### EXERCISE INSTRUCTIONS
Locate the line that contains "Find the street". Reproduce it and all following lines up to the end of the material, exactly and with nothing added.

### SOURCE RECORDS
______________________________

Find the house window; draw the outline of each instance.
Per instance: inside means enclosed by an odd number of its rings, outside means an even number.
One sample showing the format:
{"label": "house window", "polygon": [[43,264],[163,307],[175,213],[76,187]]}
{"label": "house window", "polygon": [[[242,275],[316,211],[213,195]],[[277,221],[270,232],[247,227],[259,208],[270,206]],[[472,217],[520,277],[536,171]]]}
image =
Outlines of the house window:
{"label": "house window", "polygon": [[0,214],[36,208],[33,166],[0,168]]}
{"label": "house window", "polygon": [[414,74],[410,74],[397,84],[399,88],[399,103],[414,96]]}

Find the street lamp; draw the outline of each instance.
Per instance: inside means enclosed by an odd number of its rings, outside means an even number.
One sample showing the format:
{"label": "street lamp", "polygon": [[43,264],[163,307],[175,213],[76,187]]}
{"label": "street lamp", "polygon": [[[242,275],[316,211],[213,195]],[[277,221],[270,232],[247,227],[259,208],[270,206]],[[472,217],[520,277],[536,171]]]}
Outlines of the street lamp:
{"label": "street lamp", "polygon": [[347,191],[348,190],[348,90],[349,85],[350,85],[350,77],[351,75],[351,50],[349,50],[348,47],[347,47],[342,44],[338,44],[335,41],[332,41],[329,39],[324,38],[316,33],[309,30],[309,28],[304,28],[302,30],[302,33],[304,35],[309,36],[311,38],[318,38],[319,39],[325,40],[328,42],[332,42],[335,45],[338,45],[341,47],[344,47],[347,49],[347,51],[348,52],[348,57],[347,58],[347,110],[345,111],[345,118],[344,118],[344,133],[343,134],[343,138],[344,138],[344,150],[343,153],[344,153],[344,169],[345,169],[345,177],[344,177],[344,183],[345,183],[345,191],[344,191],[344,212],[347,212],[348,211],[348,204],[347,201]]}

______________________________

### SOLVED PROBLEM
Find the street lamp; draw the outline of each instance.
Per instance: inside means enclosed by an odd number of its rings, outside means an even number.
One sample showing the format:
{"label": "street lamp", "polygon": [[43,264],[163,307],[175,213],[76,187]]}
{"label": "street lamp", "polygon": [[[242,275],[316,211],[213,195]],[[277,221],[270,232],[247,227],[259,208],[270,206]],[[472,217],[520,277],[536,171]]]}
Outlines of the street lamp:
{"label": "street lamp", "polygon": [[347,191],[348,190],[348,90],[349,85],[350,85],[350,77],[351,75],[351,50],[349,50],[348,47],[347,47],[342,44],[338,44],[335,41],[332,41],[329,39],[324,38],[316,33],[309,30],[309,28],[304,28],[302,30],[302,33],[304,35],[309,36],[311,38],[318,38],[319,39],[325,40],[328,42],[332,42],[335,45],[338,45],[341,47],[344,47],[347,49],[347,51],[348,52],[348,57],[347,58],[347,110],[345,111],[345,118],[344,118],[344,133],[343,134],[343,138],[344,138],[344,150],[343,153],[344,153],[344,169],[345,169],[345,177],[344,177],[344,183],[345,183],[345,191],[344,191],[344,212],[347,212],[348,211],[348,204],[347,201]]}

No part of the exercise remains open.